*Passage extrait:*
**********
3Pour dire les choses ici très vite, l’ambition si l’on veut ontologique du symbolisme a été, en effet, de découvrir l’Idée à travers sa représentation dans le monde, idéalisme que l’on retrouve bien sûr chez Mallarmé, même s’il s’agit chez lui d’un idéalisme sans transcendance. Or il me paraît important — je crois qu’on ne l’a guère souligné — que cette « explication orphique de la Terre », pour reprendre ici les termes fameux de la lettre autobiographique à Verlaine, cette explication, Valéry l’a faite sienne durant un temps très court, un an ou deux sans doute, mais il l’a en tout cas lui-même formulée dans la lettre qu’il adresse à Mallarmé, justement, le 18 avril 1891, et pour une part peut-être parce que c’est à lui qu’il s’adresse : « La poésie m’apparaît comme une explication du Monde délicate et belle, contenue dans une musique singulière et continuelle3. » Les mots de Mallarmé, Valéry certes a pu les lire dans la notice des Hommes d’aujourd’hui parue en février 1887 et où Verlaine reprend la lettre de Mallarmé, mais cette relation spirituelle de la littérature au monde va devenir très vite, comme on sait, une très radicale déliaison puisque, songeant à cette même année 91, il dira très précisément le contraire en 1935 : « Vers 91, le but de la poésie me parut devoir être de produire l’enchantement  — c’est-à-dire un état de faux équilibre et de ravissement  sans référence au réel » (C, XVIII, 281). Et cette déliaison constamment filée et largement fondée sur des considérations linguistiques sera en particulier une de ses réserves à l’égard du roman, et de la prétendue représentation du monde qu’il ne peut offrir. Il n’empêche que cette hauteur assignée à la littérature, cette haute idée si l’on veut, Valéry toujours la préservera, et ce sont les mots que je disais, adressés à Lefèvre : « L’objet de la littérature, les symbolistes l’ont relevé à un point où on ne le trouve pas toujours placé. »
**********
*Données fournies:*

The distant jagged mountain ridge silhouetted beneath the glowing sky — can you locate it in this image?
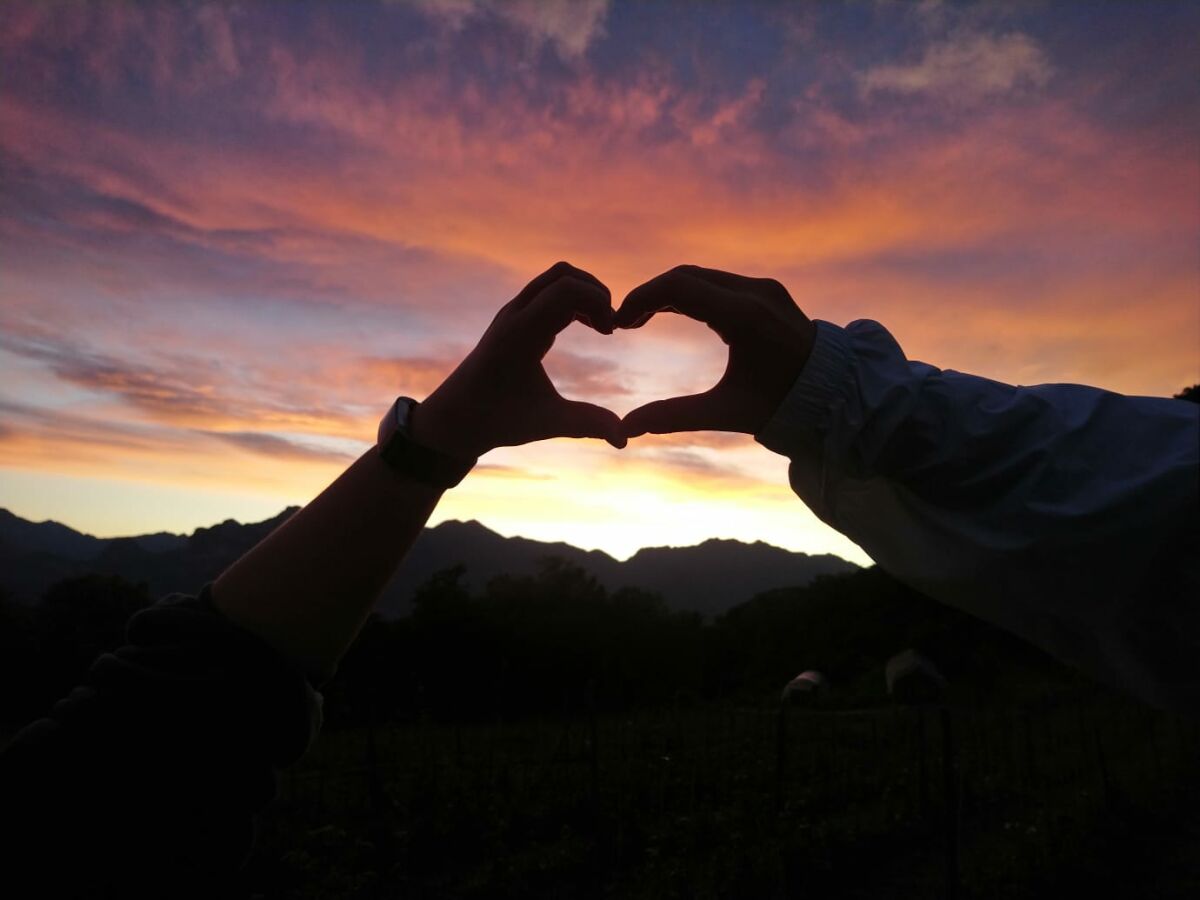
**********
*Vos consignes:* Prolongez le passage sur Valéry et le symbolisme en enchaînant directement après sa dernière phrase.

*Résultat de la tâche:*
4Dans cette sorte d’idée supérieure de la littérature, je crois qu’il convient de dissocier radicalement deux éléments. Le premier relève de ce que Valéry appelle mysticisme, renoncement sacrificiel au monde dans une sorte d’oblation à la Littérature. Cette idée que la Littérature puisse être le Tout d’une existence, il ne me semble pas que Valéry, dans ses toutes jeunes années, l’ait jamais faite sienne ; mais il ne me semble pas non plus qu’il en ait pris véritablement conscience avant son installation à Paris, et c’est sans doute là ce qu’il aurait voulu oser dire à Mallarmé lors de la fameuse conversation du quai d’Orsay en novembre 1894. Une phrase troublante s’écrira d’ailleurs bien plus tard dans un Cahier de 1914 : « Si j’ai adoré Mallarmé, c’est précisément haine de la littérature, et signe de cette haine qui s’ignorait encore » (C, V, 181). Cette haine qui s’ignorait encore : dans ces mots, il n’est pas impossible de déchiffrer l’idée que la détestation d’une certaine sacralité se fait jour en même temps que son entière révélation. Mais cette phrase parfaitement outrancière jusque dans le psychodrame rétrospectif qui s’y joue n’a pas de sens qui s’impose de manière totalement convaincante — et ce qui saute aux yeux, c’est bien sûr, avant tout, la contradiction majeure, si l’on y songe, qu’elle vient ouvrir avec le sentiment que les symbolistes aient pu relever  l’objet de la littérature. Pourquoi donc détester un objet si haut ? La haine, ici, ne peut être autre chose que le refus d’un sacrifice total de l’être à la Littérature : la haine est celle de la littérature comme dévotion totale — c’est-à-dire l’exigence, tout à coup, d’une distance. Distance critique par rapport à l’acte d’écrire, distance par rapport à l’idée même de littérature. C’est ce que j’avais voulu dire par le titre de mon livre : Valéry devant la littérature.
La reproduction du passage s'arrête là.